TAREFA> Reescreva a listagem, com as solicitações, começando no início e parando depois da linha que contém "[[456,88],[458,81],[452,76],[441,77],[435,78],[434,83],[438,88]]". Aumente em 148 cada coordenada dos contornos dados como resposta, sem alterar as solicitações nem os modelos de formato.
----
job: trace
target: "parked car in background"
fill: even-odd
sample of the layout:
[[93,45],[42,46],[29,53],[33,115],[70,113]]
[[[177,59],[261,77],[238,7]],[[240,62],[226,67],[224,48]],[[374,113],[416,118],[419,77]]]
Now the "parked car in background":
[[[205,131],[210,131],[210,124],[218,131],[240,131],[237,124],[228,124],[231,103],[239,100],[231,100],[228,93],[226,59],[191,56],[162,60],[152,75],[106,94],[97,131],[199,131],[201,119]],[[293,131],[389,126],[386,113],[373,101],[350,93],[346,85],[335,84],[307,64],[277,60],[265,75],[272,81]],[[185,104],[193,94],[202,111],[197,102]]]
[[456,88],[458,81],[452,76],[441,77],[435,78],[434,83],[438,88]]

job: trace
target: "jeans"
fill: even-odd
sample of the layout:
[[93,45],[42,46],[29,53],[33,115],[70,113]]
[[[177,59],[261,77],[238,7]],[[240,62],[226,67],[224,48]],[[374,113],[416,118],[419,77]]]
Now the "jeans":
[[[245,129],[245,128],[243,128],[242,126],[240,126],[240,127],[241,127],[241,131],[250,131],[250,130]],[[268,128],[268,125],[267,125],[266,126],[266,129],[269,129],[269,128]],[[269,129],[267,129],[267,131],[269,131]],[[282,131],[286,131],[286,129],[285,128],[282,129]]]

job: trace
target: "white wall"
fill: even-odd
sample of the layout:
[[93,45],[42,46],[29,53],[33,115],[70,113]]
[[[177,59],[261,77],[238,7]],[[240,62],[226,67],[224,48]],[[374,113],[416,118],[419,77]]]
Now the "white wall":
----
PROBLEMA RESOLVIDO>
job: trace
target: "parked car in background"
fill: even-odd
sample of the layout:
[[93,45],[42,46],[29,53],[33,115],[70,113]]
[[[177,59],[261,77],[238,7]],[[240,62],[226,67],[224,48]],[[374,113],[416,118],[419,77]]]
Now the "parked car in background":
[[[353,279],[358,279],[358,272],[366,279],[388,279],[385,272],[376,272],[379,251],[387,248],[379,248],[376,241],[374,207],[339,204],[310,208],[300,223],[254,242],[245,279],[347,279],[349,267]],[[441,279],[537,274],[534,261],[521,249],[498,241],[494,233],[483,232],[455,212],[425,208],[413,223],[420,229]],[[333,252],[341,242],[350,259],[345,250]]]
[[604,236],[606,229],[600,224],[589,225],[583,226],[582,231],[586,236]]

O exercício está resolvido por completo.